Ich rufe auf in Artikel 1 den Paragrafen 26b entsprechend der Beschlussempfehlung des Innen- und Europaausschusses.

Hierzu liegen Ihnen ein Änderungsantrag der Fraktion DIE LINKE auf Drucksache 7/4776 und ein Änderungsantrag der Fraktion der AfD auf Drucksache 7/4778 vor, über die ich zunächst abstimmen lasse.

Wer dem Änderungsantrag der Fraktion DIE LINKE auf Drucksache 7/4776 zuzustimmen wünscht, den bitte ich jetzt um ein Handzeichen. – Die Gegenprobe. – Stimmenthaltung? – Damit ist der Änderungsantrag der Fraktion DIE LINKE auf Drucksache 7/4776 bei Zustimmung durch die Fraktion DIE LINKE und im Übrigen Ablehnung abgelehnt.

Ich lasse nun über den Änderungsantrag der Fraktion der AfD auf Drucksache 7/4778, soweit er in Artikel 1 den Paragrafen 26b betrifft, abstimmen. Wer dem Änderungsantrag der Fraktion der AfD auf Drucksache 7/4778, soweit er in Artikel 1 den Paragrafen 26b betrifft, zuzustimmen wünscht, den bitte ich jetzt um ein Handzeichen. – Die Gegenprobe. – Stimmenthaltung? – Damit ist der Änderungsantrag der Fraktion der AfD auf Drucksache 7/4778, soweit er in Artikel 1 den Paragrafen 26b betrifft, bei Zustimmung durch die Fraktion der AfD sowie der fraktionslosen Abgeordneten und im Übrigen Gegenstimmen abgelehnt.

- Ausgelesene Liste -
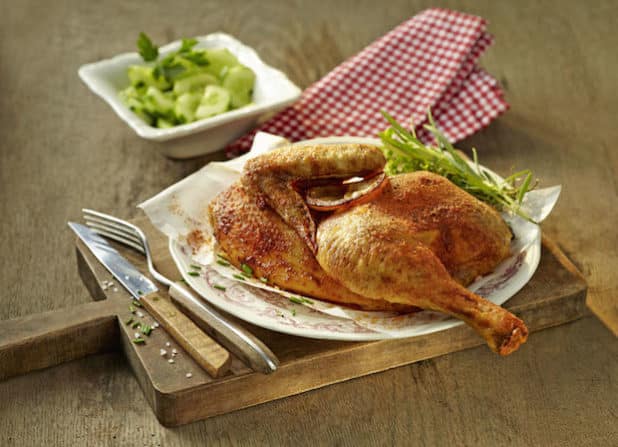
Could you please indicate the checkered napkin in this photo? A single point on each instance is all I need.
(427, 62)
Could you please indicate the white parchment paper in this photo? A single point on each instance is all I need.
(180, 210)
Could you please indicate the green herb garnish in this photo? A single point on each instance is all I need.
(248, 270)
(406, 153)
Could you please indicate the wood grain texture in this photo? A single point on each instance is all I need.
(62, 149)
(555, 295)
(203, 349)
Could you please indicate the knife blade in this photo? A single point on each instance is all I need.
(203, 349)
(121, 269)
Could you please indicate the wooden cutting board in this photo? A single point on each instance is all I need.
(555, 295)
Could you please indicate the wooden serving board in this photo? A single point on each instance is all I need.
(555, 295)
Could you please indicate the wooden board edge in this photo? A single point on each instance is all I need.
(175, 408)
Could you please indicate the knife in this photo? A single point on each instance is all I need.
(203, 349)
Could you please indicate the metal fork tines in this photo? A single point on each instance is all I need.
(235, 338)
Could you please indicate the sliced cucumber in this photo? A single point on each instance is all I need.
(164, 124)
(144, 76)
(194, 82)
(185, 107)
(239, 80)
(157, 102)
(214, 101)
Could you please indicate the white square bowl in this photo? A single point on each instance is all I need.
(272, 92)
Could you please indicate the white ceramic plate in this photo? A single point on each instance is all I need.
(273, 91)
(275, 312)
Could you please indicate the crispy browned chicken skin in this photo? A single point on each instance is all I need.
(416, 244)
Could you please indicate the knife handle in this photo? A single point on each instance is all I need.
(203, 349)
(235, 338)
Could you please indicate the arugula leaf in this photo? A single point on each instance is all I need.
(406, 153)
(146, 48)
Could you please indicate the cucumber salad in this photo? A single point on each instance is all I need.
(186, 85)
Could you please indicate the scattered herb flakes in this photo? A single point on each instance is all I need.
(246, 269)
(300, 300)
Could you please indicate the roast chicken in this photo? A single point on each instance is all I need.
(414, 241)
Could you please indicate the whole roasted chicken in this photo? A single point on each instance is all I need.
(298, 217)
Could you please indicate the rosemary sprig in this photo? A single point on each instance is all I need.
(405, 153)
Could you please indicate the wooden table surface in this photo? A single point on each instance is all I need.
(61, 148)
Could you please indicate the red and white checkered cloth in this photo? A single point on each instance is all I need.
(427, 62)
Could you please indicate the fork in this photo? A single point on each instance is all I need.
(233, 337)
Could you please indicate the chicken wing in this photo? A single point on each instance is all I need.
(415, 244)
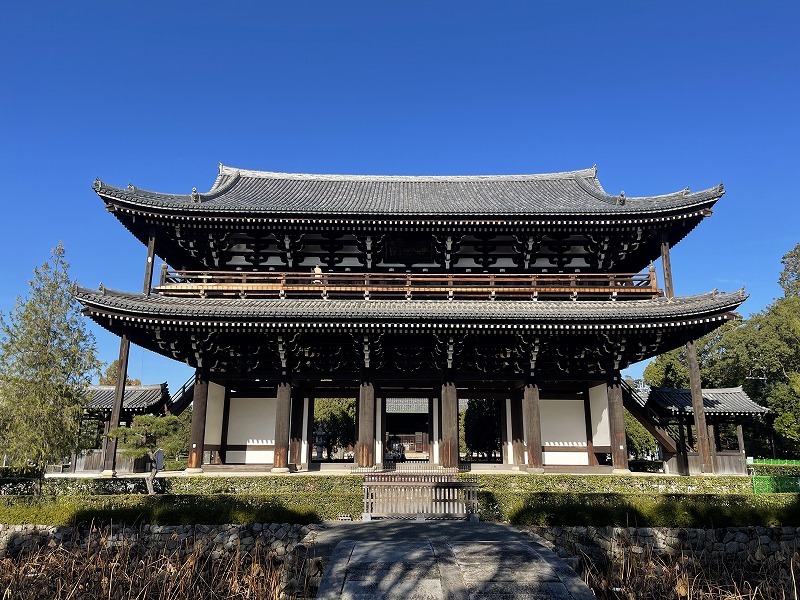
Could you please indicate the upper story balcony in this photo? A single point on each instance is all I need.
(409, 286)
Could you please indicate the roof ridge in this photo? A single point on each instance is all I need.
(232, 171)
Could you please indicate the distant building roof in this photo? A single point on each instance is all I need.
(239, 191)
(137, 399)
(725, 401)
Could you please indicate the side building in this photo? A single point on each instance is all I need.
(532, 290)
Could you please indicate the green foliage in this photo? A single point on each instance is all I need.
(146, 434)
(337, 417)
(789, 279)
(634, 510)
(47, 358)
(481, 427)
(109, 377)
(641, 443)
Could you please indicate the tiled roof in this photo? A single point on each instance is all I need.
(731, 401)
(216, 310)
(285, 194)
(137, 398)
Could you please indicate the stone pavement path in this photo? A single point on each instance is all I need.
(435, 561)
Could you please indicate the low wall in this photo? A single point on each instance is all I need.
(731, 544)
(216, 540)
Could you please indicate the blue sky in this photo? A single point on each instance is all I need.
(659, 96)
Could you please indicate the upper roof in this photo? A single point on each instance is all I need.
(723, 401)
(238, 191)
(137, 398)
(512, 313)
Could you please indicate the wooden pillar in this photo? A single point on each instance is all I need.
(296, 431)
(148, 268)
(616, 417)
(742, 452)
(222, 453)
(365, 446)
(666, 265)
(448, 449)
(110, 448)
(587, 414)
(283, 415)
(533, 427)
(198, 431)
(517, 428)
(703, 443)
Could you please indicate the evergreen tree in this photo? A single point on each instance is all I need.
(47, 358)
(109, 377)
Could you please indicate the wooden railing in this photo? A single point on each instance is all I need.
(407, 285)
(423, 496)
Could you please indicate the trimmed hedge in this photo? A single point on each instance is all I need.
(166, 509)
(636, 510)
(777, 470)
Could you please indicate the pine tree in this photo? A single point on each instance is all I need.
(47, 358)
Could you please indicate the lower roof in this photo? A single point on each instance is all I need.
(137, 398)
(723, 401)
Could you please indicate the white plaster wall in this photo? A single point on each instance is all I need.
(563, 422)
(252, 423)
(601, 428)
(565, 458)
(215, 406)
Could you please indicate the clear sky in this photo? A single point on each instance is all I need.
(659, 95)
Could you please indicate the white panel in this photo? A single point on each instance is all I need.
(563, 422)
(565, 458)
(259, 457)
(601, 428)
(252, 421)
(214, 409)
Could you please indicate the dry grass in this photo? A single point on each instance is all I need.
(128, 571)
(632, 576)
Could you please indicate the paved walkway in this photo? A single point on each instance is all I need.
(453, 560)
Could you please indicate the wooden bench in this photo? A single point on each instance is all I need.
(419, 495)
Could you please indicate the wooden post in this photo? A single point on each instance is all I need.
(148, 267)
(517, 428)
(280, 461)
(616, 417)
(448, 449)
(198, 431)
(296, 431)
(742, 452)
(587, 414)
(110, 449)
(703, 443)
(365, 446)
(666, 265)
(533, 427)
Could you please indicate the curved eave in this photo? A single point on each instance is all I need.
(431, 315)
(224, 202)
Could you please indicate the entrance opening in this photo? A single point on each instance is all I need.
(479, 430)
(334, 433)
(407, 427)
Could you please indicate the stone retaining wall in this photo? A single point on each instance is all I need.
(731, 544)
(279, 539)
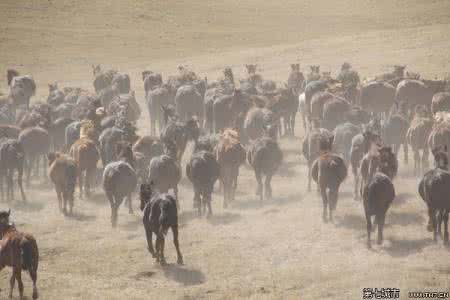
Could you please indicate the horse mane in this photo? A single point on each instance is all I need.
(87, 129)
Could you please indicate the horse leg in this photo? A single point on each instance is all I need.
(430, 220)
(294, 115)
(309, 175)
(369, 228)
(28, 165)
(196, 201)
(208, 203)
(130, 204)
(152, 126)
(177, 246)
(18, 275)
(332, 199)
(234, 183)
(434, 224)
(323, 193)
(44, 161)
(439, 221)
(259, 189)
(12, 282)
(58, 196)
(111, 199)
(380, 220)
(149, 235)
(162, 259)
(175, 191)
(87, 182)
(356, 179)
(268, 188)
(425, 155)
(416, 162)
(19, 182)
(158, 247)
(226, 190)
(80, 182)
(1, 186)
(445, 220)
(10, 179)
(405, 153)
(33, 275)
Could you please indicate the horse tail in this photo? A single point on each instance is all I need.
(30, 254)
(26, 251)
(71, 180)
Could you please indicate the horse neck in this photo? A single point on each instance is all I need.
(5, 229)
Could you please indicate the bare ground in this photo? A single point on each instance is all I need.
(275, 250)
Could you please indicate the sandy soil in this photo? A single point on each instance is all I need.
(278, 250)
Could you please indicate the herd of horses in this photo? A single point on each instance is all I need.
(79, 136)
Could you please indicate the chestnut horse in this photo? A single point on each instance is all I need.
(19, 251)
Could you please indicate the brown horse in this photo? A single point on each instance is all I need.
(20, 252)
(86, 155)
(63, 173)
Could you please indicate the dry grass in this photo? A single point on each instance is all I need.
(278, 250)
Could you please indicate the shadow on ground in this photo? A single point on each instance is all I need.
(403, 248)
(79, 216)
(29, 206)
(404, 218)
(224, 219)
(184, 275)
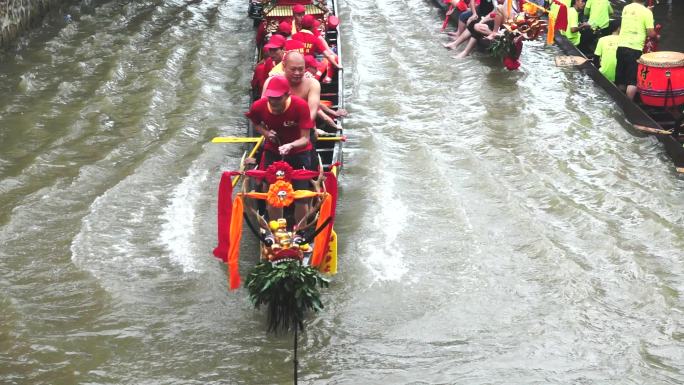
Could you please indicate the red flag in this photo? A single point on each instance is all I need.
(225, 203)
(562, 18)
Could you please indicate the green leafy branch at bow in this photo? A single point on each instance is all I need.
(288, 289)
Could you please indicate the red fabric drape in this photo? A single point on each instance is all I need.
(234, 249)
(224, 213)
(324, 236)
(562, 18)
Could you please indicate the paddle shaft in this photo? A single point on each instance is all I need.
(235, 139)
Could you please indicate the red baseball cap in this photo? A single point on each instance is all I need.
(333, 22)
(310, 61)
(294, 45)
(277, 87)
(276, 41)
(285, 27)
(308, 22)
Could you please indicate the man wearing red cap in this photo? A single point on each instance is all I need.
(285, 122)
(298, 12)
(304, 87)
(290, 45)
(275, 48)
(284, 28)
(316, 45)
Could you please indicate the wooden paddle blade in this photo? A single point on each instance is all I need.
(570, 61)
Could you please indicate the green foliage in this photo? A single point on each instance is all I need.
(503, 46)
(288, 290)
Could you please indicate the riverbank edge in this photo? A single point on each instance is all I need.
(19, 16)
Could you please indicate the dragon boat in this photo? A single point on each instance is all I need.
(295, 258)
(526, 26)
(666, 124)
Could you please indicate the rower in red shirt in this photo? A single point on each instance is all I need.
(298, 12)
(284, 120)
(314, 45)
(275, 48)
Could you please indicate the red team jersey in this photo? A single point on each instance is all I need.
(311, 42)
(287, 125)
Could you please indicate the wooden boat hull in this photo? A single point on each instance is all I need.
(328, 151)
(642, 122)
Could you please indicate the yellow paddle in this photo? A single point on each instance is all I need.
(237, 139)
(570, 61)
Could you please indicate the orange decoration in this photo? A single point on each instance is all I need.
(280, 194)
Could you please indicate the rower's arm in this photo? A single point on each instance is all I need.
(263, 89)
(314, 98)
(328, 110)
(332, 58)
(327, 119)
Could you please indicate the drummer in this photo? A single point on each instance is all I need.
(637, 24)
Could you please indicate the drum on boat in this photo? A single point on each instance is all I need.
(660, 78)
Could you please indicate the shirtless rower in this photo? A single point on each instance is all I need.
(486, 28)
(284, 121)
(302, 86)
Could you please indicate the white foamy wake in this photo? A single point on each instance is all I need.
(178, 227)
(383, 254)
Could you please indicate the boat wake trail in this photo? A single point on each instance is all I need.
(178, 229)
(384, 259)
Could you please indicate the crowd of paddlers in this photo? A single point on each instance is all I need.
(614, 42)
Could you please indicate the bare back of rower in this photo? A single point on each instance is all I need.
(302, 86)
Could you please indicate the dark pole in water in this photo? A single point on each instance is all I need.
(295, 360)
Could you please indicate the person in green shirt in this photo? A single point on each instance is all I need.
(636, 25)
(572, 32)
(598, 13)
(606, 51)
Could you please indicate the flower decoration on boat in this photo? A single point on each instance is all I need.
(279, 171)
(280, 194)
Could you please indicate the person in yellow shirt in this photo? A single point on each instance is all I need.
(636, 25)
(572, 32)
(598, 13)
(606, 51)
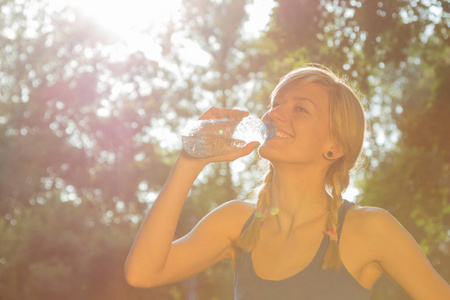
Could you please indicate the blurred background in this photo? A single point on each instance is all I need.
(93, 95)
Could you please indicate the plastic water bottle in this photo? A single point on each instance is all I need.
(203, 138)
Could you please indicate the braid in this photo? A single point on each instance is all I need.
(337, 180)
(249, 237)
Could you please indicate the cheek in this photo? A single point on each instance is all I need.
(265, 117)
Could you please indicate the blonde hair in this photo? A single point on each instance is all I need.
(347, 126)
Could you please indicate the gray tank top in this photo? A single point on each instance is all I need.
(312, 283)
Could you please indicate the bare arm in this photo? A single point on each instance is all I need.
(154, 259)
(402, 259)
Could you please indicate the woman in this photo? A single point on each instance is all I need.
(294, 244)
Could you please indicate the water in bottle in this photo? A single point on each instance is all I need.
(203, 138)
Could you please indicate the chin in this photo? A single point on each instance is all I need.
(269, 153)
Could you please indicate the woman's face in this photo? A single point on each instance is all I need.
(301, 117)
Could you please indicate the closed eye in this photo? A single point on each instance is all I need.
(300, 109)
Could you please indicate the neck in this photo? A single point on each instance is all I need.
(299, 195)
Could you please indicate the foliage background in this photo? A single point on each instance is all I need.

- Kurze Aufgabe 1 -
Nach der Beschlussempfehlung welches Ausschusses wird im Textauszug Paragraf 26b aufgerufen?
- Kurze Aufgabe 2 -
Gib aus dem Textauszug alles von „Ich rufe auf“ bis hinunter zu „zunächst abstimmen lasse.“ Wort für Wort wieder.
Die Liste braucht man hier nicht.

- Ergebnis 1 -
Nach der Beschlussempfehlung des Innen- und Europaausschusses.

- Ergebnis 2 -
Ich rufe auf in Artikel 1 den Paragrafen 26b entsprechend der Beschlussempfehlung des Innen- und Europaausschusses.

Hierzu liegen Ihnen ein Änderungsantrag der Fraktion DIE LINKE auf Drucksache 7/4776 und ein Änderungsantrag der Fraktion der AfD auf Drucksache 7/4778 vor, über die ich zunächst abstimmen lasse.